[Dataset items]
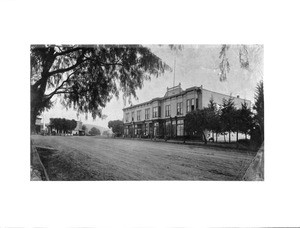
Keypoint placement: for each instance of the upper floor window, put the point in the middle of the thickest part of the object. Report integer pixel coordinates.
(192, 104)
(138, 115)
(127, 117)
(147, 113)
(155, 112)
(179, 108)
(167, 111)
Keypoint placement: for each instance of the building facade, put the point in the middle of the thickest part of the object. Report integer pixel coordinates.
(164, 116)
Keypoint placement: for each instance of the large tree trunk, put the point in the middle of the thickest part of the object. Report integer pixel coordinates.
(33, 116)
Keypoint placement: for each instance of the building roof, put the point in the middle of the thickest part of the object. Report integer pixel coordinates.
(171, 92)
(174, 92)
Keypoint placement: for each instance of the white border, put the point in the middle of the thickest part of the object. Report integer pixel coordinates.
(274, 202)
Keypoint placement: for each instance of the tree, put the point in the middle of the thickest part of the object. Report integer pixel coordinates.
(117, 127)
(228, 113)
(87, 77)
(259, 107)
(243, 56)
(245, 119)
(94, 131)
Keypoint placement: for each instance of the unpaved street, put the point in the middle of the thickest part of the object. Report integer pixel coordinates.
(92, 158)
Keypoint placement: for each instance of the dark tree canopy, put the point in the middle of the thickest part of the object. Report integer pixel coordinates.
(195, 123)
(88, 76)
(228, 116)
(116, 126)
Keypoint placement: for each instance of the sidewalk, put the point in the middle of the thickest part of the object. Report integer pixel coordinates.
(197, 143)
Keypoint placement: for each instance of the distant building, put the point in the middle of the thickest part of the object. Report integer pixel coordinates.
(164, 116)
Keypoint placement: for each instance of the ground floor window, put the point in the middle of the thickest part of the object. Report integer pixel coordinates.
(180, 128)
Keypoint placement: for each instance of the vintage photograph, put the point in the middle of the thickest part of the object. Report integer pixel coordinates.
(147, 112)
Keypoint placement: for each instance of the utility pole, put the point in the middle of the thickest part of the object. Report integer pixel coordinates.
(174, 69)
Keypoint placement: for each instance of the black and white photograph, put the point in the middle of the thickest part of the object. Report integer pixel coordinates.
(147, 112)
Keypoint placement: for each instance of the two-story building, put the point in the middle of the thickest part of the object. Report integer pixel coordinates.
(164, 116)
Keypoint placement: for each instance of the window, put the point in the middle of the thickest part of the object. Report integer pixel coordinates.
(138, 115)
(180, 128)
(167, 111)
(193, 105)
(147, 113)
(155, 112)
(179, 108)
(127, 117)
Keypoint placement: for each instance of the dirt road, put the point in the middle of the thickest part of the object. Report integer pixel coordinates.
(92, 158)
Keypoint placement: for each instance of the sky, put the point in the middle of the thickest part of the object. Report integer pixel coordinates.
(196, 65)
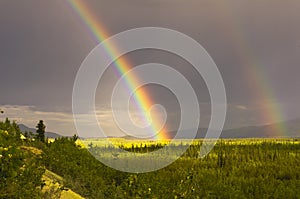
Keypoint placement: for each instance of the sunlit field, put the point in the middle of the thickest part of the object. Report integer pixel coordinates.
(234, 168)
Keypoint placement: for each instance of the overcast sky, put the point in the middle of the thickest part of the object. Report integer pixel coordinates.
(254, 43)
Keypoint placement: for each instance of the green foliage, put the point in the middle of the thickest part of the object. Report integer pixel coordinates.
(233, 169)
(20, 169)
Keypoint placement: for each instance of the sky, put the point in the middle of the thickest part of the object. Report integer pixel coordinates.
(255, 45)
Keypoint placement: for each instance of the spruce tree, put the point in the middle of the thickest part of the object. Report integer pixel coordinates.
(41, 131)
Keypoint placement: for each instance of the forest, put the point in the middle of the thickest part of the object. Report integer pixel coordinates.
(235, 168)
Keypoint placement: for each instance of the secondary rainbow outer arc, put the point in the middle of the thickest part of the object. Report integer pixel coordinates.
(261, 84)
(141, 97)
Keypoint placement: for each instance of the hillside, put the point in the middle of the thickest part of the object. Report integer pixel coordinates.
(24, 128)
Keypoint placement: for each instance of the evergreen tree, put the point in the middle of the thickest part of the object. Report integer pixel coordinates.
(41, 131)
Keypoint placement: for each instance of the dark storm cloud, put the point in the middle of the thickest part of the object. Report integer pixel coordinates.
(42, 44)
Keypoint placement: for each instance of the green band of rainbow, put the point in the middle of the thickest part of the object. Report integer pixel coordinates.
(99, 32)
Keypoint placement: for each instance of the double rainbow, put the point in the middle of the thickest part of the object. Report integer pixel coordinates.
(141, 97)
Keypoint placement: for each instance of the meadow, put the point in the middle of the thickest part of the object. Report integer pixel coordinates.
(235, 168)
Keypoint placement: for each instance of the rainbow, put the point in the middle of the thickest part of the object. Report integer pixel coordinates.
(141, 98)
(255, 73)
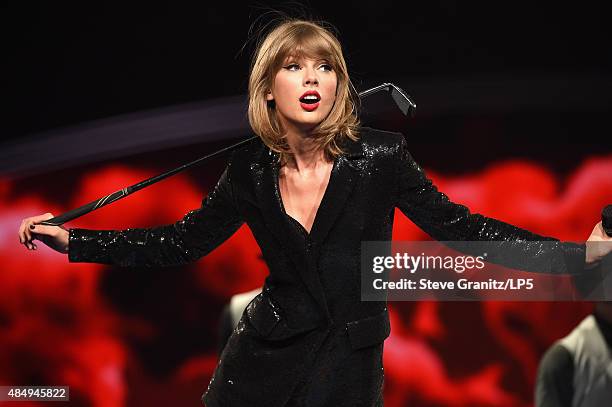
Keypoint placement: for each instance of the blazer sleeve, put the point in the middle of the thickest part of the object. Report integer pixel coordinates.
(431, 210)
(198, 233)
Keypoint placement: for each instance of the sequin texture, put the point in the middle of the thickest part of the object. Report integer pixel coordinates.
(309, 321)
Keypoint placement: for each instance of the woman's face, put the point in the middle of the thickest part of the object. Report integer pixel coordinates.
(304, 92)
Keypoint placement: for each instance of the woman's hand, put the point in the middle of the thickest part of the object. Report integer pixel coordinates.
(596, 250)
(56, 237)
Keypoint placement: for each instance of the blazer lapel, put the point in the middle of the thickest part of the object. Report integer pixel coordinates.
(342, 180)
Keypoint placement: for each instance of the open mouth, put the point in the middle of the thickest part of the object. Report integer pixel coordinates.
(310, 100)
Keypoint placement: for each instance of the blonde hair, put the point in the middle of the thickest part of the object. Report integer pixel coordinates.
(301, 38)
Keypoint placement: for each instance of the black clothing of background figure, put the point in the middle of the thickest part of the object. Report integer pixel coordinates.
(309, 321)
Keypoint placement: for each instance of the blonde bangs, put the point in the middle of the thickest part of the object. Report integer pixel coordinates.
(297, 39)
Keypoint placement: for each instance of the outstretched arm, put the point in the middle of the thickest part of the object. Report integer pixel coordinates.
(431, 210)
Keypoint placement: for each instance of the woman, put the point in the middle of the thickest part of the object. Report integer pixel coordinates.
(311, 190)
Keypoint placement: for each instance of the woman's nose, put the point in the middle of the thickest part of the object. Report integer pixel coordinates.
(310, 77)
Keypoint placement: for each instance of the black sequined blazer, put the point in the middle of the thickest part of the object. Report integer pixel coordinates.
(313, 290)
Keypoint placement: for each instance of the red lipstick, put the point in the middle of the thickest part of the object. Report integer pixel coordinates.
(309, 101)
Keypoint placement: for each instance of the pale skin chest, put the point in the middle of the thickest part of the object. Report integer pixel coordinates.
(302, 193)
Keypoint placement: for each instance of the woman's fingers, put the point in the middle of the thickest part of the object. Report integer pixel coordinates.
(26, 229)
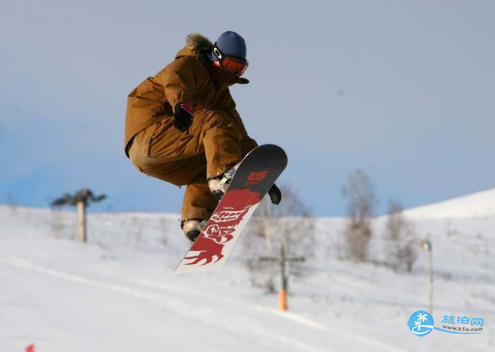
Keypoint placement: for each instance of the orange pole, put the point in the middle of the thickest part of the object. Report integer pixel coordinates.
(282, 300)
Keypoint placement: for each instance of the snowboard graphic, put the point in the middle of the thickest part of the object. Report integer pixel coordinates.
(252, 180)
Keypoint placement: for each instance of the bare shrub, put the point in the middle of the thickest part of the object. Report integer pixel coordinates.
(359, 190)
(288, 225)
(399, 232)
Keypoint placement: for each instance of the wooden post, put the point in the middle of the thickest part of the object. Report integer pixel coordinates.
(427, 247)
(282, 304)
(81, 209)
(430, 281)
(283, 260)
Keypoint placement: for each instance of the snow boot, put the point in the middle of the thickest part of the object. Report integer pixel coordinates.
(218, 185)
(192, 228)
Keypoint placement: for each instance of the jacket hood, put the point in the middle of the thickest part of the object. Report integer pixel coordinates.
(195, 44)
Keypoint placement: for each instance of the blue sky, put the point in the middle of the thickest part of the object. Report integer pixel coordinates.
(401, 89)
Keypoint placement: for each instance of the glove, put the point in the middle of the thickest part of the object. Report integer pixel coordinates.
(182, 116)
(275, 194)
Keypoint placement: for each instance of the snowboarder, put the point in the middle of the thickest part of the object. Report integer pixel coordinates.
(182, 126)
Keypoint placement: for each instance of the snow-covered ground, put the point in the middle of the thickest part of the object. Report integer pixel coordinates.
(118, 291)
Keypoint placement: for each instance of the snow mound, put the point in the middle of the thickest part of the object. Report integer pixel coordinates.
(476, 205)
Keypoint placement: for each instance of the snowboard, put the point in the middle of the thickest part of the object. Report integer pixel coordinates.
(255, 175)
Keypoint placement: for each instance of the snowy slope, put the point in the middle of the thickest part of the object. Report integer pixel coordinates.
(118, 292)
(480, 204)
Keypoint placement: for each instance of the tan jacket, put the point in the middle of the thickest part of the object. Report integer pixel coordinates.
(188, 79)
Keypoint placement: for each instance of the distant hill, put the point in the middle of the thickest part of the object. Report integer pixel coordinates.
(480, 204)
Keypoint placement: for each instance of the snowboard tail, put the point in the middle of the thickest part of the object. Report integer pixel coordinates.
(257, 172)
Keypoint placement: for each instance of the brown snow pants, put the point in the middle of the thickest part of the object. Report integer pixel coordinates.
(215, 142)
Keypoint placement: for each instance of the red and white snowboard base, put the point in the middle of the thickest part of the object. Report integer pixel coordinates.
(252, 180)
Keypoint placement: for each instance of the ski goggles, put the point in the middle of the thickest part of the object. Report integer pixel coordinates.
(233, 64)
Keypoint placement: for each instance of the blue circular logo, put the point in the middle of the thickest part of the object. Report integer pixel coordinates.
(421, 323)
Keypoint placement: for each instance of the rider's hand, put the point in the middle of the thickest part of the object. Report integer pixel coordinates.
(182, 116)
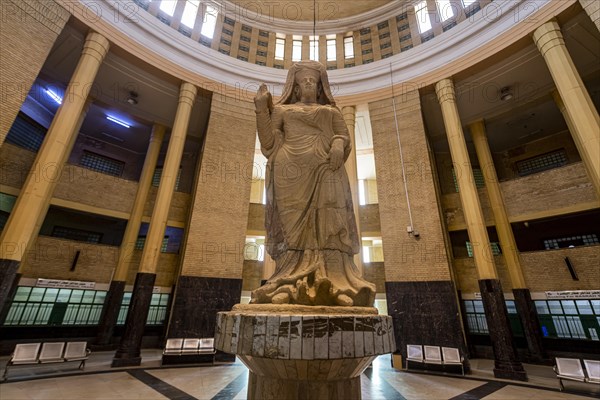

### Exercise aim
From the line that contains "Keypoint placement: for each instance of the rider's" to the last line of the records above, copy each line exactly, both ends included, and leave the pictures out.

### Result
Keypoint placement: for each instance of the rider's hand, put the point in the middle of the thickest part of the object. Report integer pixel coordinates.
(182, 116)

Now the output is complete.